■ WRITTEN EXERCISE 1: List the four components that make up the MEAN stack, as named in the post on hybrid database development.

___

On Hybrid Database Development

At the recent IBM Insight conference in Las Vegas I presented a session entitled:

"My Data is Relational But My Coders Want to Use JSON! Help!"

Over 30 development managers and developers attended. When asked most said they attended because this was a common problem that they are all either dealing with already or expect to have to deal with soon.

Here, as well as I can translate a presentation to text, is what I had to say:

I assert that JSON and other semi-structured data formats present unique challenges for organizations. In order to take advantage of these new structures and the development paradigms that they support and encourage and integrate them into our existing systems, we wrestle with three alternatives:

Keep these new data and the apps that utilize them independent of our legacy data and keep our legacy apps independent of this new data
Perform ETL/ELT frequently to maintain all of this data in both relational and semi-structured databases.
Develop applications that can access multiple data sources concurrently.

I maintain that none of these alternatives is acceptable and I want to propose a better path to future application and database development. First a digression to define terms which you can feel free to skip.

There are many classes of data:

Structure data
Unstructured data
Semi-structured data
Time stamped data composed from any data class
Geographically located data composed from any data class
Spatially located data composed from any data class

Structured Data refers to the data we have in relational databases for the most part. Despite the predictions of pundits relational databases are here to stay. There are several well defined application segments for which relational databases are the best tool for the job.

Semi-Structured Data is data that may have a natural structure to it but where the structure may vary from one data element to another. This can also include elements where part of the information is structured while other sub-elements are unstructured.

Currently the most popular format for semi-structured data is known as JSON for JavaScript Object Notation. JSON is a key:value record or document format that is quickly becoming a new standard for data interchange replacing CSV, XML, and other interchange formats. JSON is the basis for the RESTFUL web service protocol. It is more space efficient than XML and easier to parse. In addition, it is supported by a binary format, BSON, that is even faster to parse and extract individual sub-elements. JSON is a dynamic schema format where each record, or document in JSON terminology, contains the schema details for the document which can be different from one document to another. This promotes and supports RAD or Rapid Application Development.

MongoDB has become the most popular of the JSON databases or stores. It saves JSON documents in BSON format and produces JSON output to consuming clients. There are several sets of interoperable development tool sets known as "stacks" the most popular of which is call the MEAN stack as well as client libraries for most common languages.

MEAN stands for MongoDB, ExpressJS, AngularJS, and Node.js.

Class time over:

On to the problem. We all have TBs of relational data. Our experienced developers already know SQL and our schema. Some new development still fits with structured data. There is no sense in moving OLTP or structured DW data out of relational systems. There is no financially supportable way to rewrite all of our existing systems from scratch just to take advantage of new paradigms. Many new applications written primarily to use semi-structured data will need to present the relational data we've been collecting for the past 30+ years.

___

■ WRITTEN EXERCISE 2: Update the listing from the line with "cluster. For each one, return the bounding box." up to and including the line with "[224,101,344,113]" by changing "occurrences" to "instances" and keeping everything else the same. Return only those lines.

___

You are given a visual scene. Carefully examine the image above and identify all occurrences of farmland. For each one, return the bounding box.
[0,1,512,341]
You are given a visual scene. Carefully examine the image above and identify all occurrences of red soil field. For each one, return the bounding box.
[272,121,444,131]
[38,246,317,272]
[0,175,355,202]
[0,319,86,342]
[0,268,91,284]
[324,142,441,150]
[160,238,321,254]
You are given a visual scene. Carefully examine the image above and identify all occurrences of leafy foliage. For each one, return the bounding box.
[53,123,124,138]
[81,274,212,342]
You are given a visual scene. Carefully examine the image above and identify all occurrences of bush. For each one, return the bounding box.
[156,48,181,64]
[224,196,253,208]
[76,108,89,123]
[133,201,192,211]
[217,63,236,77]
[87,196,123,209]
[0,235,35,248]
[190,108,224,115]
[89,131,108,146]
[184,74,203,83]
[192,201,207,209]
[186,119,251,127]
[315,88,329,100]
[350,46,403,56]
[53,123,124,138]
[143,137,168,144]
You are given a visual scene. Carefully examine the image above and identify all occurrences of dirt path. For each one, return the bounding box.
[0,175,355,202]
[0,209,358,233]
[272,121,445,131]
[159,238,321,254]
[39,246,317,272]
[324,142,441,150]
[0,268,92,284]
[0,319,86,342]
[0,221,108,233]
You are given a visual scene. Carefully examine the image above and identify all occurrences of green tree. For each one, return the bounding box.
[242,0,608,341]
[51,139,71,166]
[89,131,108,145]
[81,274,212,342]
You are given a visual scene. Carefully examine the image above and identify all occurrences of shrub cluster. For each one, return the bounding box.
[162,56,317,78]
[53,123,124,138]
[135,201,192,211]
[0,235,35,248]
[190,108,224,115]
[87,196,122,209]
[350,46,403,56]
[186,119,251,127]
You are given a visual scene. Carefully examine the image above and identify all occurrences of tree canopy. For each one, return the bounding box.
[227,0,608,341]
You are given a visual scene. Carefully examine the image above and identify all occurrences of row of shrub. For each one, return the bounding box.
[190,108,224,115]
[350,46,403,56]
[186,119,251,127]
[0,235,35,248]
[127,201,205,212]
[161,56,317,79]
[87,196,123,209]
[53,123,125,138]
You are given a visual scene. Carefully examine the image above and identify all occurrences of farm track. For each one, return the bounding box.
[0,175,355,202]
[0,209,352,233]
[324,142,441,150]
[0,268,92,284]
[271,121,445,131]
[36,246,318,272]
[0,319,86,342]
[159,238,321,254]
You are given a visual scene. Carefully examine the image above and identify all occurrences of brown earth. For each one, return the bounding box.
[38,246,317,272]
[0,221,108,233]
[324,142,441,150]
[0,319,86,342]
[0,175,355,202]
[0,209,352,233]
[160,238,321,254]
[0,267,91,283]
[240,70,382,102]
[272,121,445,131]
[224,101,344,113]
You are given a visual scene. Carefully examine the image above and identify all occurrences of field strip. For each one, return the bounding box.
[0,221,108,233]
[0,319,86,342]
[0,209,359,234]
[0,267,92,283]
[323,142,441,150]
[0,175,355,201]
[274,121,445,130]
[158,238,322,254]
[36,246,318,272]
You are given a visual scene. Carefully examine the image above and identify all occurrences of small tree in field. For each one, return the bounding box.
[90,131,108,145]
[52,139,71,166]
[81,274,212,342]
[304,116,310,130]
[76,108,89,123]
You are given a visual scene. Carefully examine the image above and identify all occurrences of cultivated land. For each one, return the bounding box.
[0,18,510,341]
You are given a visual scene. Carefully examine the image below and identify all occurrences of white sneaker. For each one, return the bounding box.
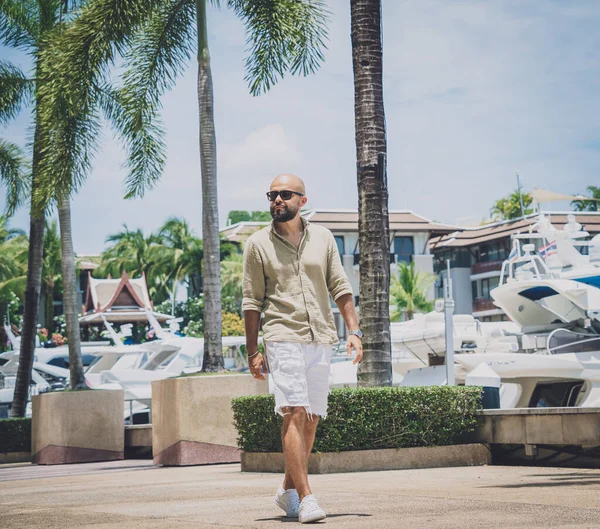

___

■ TASK RESPONSE 1: MongoDB, ExpressJS, AngularJS, Node.js

■ TASK RESPONSE 2:
You are given a visual scene. Carefully examine the image above and identify all instances of shrub cluster. For each one, return the bounding box.
[162,56,317,78]
[53,123,124,138]
[135,201,192,211]
[0,235,35,248]
[190,108,224,115]
[87,196,122,209]
[350,46,403,56]
[186,119,251,127]
You are given a visual scene. Carefully examine the image above and identify all instances of tree canopy. For each one, return the bounding box.
[227,0,608,341]
You are given a visual scene. Carefully examine the image above and identify all instances of row of shrub. For each one, return the bounding box.
[190,108,224,115]
[350,46,403,56]
[186,119,251,127]
[0,235,35,248]
[127,201,205,212]
[161,56,317,79]
[87,196,123,209]
[53,123,125,138]
You are given a visual scene. Carefully examine the image above and identify all instances of farm track. For each one, return the bounding box.
[0,175,355,202]
[0,209,352,233]
[324,142,441,150]
[0,268,92,284]
[271,121,445,131]
[36,246,318,272]
[0,319,86,342]
[159,238,321,254]
You are given a visual scene. Carefully examine the image above and identify all instances of brown earth. For each one, return the bounding box.
[38,246,317,272]
[0,221,108,233]
[324,142,441,150]
[0,319,86,342]
[0,175,355,202]
[0,209,352,233]
[160,238,321,254]
[0,267,91,283]
[240,70,382,102]
[272,121,445,131]
[224,101,344,113]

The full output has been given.